* _WHAT THE TASK REQUIRES_:
Reproduce word for word the passage below about the search for unmarked graves in the Irish Republic.

* _DOCUMENT SEGMENT_:
________________________________________
It began to dawn that it will be days, and perhaps even weeks, before all those denied decent burials can be located in their unmarked graves. Gardai are digging at five separate sites around the eastern seaboard of the Irish Republic.

A lot of resources are being devoted to the searches, for everyone wants this painful business over with as quickly as possible. The searchers are working as quickly as they can, while pathologists and other experts stand by to confirm identities and pave the way for proper funerals.

But this grim human archaeology is difficult and cannot be rushed too much. The searchers are relying on information passed on to the new Commission for the Location of Victims, which was set up only last week and instantly pressed into service.

The commission has been given information by two Redemptorist priests who had in turn been in touch with republicans. In recent months the IRA people who did the burying must have been taken back to the scene of the crimes to point out, either to the priests or to other IRA members, exactly where the graves were dug.

They must have been driven, at a quiet time of the day or evening, back to where it happened. Probably they were reluctant to travel back to a scene they had hoped to forget. Perhaps, all those years ago, they had been given a dead body to transport; perhaps they carried out the killing at the spot, shooting the victim and then tipping the body into the ground.
________________________________________
* _RECORDS PROVIDED_:

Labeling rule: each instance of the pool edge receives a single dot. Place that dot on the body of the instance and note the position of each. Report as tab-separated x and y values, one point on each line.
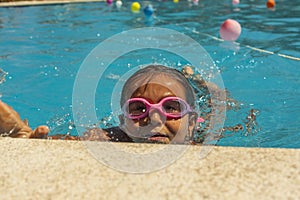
39	3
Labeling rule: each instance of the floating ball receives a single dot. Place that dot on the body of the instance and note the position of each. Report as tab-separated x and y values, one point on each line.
230	30
109	2
119	3
270	4
234	2
148	10
135	7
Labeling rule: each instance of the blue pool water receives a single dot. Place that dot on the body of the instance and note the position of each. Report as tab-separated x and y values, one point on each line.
42	48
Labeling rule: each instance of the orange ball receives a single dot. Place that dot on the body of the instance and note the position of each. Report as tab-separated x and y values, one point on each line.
270	4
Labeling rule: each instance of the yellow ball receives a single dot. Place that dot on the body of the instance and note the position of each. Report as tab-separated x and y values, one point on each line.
135	7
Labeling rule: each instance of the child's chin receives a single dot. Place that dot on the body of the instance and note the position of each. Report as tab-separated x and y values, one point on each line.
159	140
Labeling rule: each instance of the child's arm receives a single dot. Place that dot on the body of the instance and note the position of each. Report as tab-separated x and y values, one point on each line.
11	125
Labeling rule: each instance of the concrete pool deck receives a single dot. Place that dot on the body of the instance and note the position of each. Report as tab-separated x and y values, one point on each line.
48	169
42	2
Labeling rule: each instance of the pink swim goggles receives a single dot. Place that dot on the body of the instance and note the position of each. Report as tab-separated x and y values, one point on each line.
170	107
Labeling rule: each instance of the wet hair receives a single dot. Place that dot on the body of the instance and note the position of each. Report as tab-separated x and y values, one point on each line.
152	71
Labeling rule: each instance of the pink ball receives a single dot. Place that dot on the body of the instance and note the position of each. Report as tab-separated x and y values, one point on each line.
234	2
109	2
230	30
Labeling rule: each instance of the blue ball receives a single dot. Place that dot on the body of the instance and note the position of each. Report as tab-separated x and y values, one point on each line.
148	10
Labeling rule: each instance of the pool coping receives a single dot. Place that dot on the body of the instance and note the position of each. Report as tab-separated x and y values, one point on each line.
49	169
41	2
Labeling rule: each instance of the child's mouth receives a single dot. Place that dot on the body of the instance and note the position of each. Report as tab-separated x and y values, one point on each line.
159	138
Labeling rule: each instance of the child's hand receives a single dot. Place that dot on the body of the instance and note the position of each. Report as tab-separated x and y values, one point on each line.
11	125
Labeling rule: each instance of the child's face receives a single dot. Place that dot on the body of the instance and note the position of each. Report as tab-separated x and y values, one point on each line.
156	127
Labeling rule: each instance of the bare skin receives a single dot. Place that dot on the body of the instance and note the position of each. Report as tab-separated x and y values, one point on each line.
12	125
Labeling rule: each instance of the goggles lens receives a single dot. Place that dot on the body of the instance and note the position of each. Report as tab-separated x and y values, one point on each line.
170	107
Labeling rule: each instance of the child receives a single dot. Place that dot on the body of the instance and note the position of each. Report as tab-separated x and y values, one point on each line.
158	105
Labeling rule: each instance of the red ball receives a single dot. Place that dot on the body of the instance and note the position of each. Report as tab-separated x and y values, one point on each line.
230	30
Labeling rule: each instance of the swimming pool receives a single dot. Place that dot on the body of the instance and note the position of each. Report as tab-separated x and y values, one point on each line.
42	48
________________________________________
* _EXERCISE ANSWER_:
It began to dawn that it will be days, and perhaps even weeks, before all those denied decent burials can be located in their unmarked graves. Gardai are digging at five separate sites around the eastern seaboard of the Irish Republic.

A lot of resources are being devoted to the searches, for everyone wants this painful business over with as quickly as possible. The searchers are working as quickly as they can, while pathologists and other experts stand by to confirm identities and pave the way for proper funerals.

But this grim human archaeology is difficult and cannot be rushed too much. The searchers are relying on information passed on to the new Commission for the Location of Victims, which was set up only last week and instantly pressed into service.

The commission has been given information by two Redemptorist priests who had in turn been in touch with republicans. In recent months the IRA people who did the burying must have been taken back to the scene of the crimes to point out, either to the priests or to other IRA members, exactly where the graves were dug.

They must have been driven, at a quiet time of the day or evening, back to where it happened. Probably they were reluctant to travel back to a scene they had hoped to forget. Perhaps, all those years ago, they had been given a dead body to transport; perhaps they carried out the killing at the spot, shooting the victim and then tipping the body into the ground.